**Short task**: Copy only this range: the line with "Would you mind indicating the door" through the final line of the material, inclusive at both ends.

**Coordinate labeling data**:
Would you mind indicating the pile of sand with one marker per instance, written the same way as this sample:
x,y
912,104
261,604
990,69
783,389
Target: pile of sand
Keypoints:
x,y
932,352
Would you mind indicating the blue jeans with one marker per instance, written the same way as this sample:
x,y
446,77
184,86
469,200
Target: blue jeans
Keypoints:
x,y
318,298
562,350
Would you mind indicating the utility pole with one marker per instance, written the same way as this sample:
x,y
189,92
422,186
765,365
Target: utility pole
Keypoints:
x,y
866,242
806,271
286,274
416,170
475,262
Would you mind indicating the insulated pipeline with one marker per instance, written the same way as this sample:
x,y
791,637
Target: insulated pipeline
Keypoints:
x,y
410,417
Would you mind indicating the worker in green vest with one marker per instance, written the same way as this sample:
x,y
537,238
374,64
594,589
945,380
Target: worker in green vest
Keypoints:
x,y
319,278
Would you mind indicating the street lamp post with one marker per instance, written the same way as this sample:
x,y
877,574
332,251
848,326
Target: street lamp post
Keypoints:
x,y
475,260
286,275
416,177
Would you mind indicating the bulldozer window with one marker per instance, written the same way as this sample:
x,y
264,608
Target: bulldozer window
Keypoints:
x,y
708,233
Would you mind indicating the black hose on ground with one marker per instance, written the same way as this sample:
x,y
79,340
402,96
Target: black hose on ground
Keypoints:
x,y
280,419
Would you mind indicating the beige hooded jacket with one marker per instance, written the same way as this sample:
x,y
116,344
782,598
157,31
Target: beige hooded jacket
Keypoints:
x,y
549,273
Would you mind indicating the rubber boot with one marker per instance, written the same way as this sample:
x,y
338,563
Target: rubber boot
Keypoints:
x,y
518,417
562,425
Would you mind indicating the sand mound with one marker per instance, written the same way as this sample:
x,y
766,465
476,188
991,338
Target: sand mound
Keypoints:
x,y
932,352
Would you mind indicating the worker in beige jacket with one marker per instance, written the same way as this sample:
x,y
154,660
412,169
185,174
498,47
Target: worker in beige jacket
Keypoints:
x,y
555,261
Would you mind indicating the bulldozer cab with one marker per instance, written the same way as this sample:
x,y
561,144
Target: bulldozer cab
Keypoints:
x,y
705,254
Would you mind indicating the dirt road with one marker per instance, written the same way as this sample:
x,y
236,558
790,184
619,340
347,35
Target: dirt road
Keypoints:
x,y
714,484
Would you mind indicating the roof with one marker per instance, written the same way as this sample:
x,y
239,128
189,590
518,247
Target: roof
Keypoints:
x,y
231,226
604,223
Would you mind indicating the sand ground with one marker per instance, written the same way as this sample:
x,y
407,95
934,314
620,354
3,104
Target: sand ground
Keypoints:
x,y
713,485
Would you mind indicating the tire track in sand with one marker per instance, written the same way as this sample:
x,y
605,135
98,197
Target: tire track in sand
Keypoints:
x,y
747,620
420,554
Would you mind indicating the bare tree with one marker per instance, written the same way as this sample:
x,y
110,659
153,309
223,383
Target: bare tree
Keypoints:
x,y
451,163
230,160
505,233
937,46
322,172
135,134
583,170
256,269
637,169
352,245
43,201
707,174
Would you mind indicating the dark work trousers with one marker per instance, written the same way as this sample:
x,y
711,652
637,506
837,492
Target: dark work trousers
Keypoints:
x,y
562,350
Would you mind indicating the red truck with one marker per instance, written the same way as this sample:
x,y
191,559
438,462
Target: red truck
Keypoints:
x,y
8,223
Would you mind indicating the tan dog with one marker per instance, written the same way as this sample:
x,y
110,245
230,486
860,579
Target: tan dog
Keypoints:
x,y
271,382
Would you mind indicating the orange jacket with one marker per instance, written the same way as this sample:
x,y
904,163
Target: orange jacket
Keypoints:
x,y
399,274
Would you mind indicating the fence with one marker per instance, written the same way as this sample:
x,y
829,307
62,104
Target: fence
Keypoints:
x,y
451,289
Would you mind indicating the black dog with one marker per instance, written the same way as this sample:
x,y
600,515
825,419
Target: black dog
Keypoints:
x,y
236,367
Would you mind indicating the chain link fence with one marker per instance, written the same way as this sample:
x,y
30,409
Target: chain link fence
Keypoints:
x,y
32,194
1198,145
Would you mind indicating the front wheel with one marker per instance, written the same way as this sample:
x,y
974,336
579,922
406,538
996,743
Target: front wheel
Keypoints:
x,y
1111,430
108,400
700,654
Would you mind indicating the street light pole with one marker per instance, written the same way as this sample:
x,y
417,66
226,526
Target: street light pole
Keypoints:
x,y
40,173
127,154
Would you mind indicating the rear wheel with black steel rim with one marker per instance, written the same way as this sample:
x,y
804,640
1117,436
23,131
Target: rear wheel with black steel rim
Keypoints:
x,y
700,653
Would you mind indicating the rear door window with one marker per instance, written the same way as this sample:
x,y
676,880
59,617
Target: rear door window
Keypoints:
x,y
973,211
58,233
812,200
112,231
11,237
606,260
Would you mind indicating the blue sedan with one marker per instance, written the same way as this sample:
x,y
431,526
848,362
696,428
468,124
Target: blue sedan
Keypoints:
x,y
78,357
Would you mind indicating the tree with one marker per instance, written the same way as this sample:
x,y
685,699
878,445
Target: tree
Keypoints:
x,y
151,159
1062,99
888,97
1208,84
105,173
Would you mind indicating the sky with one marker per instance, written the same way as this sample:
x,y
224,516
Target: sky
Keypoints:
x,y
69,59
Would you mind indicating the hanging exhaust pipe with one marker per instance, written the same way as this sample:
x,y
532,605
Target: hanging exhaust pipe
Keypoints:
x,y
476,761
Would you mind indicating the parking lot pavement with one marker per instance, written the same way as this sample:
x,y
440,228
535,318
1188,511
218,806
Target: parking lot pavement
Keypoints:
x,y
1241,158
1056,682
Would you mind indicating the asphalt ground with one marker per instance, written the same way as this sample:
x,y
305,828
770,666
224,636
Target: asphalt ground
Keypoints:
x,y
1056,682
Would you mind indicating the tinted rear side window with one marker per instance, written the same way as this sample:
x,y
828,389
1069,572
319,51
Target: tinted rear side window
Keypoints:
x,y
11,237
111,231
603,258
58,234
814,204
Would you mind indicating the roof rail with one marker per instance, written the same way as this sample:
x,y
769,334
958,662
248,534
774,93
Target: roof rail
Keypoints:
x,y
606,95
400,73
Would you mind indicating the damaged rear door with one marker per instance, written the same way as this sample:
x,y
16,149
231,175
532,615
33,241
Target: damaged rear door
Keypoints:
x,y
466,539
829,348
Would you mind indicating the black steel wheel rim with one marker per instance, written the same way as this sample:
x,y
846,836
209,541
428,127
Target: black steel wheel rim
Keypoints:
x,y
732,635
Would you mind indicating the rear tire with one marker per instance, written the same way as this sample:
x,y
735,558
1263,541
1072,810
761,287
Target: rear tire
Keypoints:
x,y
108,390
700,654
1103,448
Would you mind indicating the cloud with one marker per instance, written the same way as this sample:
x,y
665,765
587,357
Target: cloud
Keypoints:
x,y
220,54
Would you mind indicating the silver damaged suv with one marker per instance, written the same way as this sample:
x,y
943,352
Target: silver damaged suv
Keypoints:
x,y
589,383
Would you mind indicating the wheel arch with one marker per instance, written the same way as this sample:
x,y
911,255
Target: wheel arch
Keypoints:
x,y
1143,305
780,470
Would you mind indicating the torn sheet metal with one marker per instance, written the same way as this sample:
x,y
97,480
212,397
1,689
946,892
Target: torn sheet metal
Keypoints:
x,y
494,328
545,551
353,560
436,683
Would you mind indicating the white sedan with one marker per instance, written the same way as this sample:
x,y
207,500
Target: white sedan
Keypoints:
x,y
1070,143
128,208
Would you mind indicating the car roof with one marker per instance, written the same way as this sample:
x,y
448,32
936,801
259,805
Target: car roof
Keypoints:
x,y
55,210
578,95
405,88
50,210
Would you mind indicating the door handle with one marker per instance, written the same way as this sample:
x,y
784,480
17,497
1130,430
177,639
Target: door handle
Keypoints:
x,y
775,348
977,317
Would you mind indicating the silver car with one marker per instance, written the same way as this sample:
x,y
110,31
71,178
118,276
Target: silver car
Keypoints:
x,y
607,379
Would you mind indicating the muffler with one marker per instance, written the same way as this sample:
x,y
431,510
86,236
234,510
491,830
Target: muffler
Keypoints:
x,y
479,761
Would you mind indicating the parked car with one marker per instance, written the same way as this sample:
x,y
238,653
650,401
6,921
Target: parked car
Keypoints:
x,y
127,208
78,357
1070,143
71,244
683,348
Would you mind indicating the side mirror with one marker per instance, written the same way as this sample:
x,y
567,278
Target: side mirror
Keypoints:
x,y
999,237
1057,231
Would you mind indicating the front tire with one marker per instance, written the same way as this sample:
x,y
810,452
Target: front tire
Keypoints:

**Exercise solution**:
Would you mind indicating the door handle with one marker per instance, written the same way as this sample:
x,y
784,480
17,497
1130,430
177,639
Target: door handle
Keypoints:
x,y
775,348
977,317
Would you mind indicating the silver car with one marker per instance, written the same way as this sample:
x,y
110,31
71,178
118,276
Target: silver car
Keypoints:
x,y
607,379
Would you mind indicating the muffler with one marker per instance, written the same way as this sample:
x,y
431,510
86,236
234,510
491,830
Target: muffler
Keypoints:
x,y
479,761
Would you mind indicating the parked car with one marker per instance, written the same way as this sample:
x,y
238,653
650,401
6,921
Target: parked car
Keypoints:
x,y
127,208
78,357
1070,143
71,244
683,348
Would you mind indicating the side mirror with one marker per instance, written the same way as this sample:
x,y
567,278
Target: side mirror
Keypoints:
x,y
999,237
1057,231
Would you mind indicating the front tire with one marker per instance, written the same way as this sample:
x,y
810,452
Target: front tire
Keypoints:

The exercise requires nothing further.